### [Assignment]
From the material below, reproduce exactly the stretch of lines that begins with the line holding "Task: pointer output verification." and ends with the line holding "Expected: a point placed on each instance of the floor", skipping the pictures.

### [Dataset extract]
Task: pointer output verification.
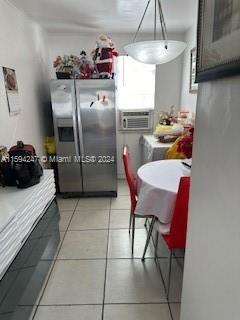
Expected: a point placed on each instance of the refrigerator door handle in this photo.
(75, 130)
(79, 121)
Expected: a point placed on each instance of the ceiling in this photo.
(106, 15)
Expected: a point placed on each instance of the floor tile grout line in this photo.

---

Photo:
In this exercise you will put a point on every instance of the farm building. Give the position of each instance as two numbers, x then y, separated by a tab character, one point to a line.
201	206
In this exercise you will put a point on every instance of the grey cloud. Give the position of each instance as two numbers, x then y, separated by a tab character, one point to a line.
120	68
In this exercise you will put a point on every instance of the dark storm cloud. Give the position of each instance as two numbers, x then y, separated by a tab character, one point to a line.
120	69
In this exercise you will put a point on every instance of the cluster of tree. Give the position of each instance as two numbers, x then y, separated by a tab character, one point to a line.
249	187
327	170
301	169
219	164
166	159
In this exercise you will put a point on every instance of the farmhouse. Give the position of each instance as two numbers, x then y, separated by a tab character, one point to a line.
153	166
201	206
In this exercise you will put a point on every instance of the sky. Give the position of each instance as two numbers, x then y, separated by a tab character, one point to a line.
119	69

### [Solution]
Task: pointer output verification.
Expected: a point placed on each instance of the refrigerator door handle in this photo.
(75, 130)
(79, 121)
Expected: a point placed on each instance of the ceiling in this photo.
(106, 15)
Expected: a point placed on each instance of the floor tile grout line in this photo.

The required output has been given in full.